Referring expression pointing data —
■ ■ ■ ■ ■ ■ ■
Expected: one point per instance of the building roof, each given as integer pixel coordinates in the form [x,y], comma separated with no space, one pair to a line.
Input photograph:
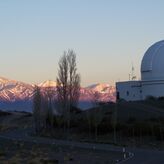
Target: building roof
[152,66]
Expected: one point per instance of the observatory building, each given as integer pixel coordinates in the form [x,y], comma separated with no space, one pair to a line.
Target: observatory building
[152,77]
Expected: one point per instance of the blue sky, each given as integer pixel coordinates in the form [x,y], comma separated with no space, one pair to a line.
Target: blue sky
[107,36]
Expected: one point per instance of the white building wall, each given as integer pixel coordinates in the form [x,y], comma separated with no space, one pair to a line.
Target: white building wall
[129,90]
[153,88]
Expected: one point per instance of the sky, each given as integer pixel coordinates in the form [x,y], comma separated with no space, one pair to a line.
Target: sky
[108,36]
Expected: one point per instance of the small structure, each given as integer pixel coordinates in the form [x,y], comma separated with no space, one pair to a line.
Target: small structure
[152,77]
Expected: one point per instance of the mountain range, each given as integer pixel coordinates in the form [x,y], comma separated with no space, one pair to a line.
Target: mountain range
[15,95]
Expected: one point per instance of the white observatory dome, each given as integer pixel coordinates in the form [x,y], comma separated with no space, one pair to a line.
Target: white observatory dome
[152,66]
■ ■ ■ ■ ■ ■ ■
Set down each record above exactly as it stands and leave out all pictures.

Answer —
Expected: one point per instance of the building roof, each given as integer pixel coordinates in the form [x,y], comma separated with no space, one pair to a line.
Input photograph:
Target: building roof
[152,66]
Expected: one point per instance of the observatory building, each given as integer pixel coordinates in the form [x,y], comma separated with no space, one pair to a line.
Target: observatory building
[152,77]
Expected: one point per instance of the blue sky, each given as integer pixel coordinates in the form [x,y], comma separated with no space, one pair to a line.
Target: blue sky
[107,36]
Expected: one point per instance of the white building wall, each given as integer pixel coordinates in the form [x,y], comma separated with no space, one pair to a line.
Target: white building wall
[129,90]
[153,88]
Expected: one point per instance of the sky, each given as integer pixel coordinates in the form [x,y], comma separated with no space, one pair to a line.
Target: sky
[108,36]
Expected: one point per instance of the small structure, each given as integer pixel coordinates in the form [x,y], comma separated with no space, one pair to a line.
Target: small structure
[152,77]
Expected: one point per instance of the mountain range, each given as integer pixel coordinates in the form [x,y], comma separated with no space, one pair to a line.
Target: mountain range
[15,95]
Expected: one point per instance of the white observatory dome, each given as integer pixel coordinates in the form [x,y], comma separated with no space, one pair to a line.
Target: white observatory dome
[152,66]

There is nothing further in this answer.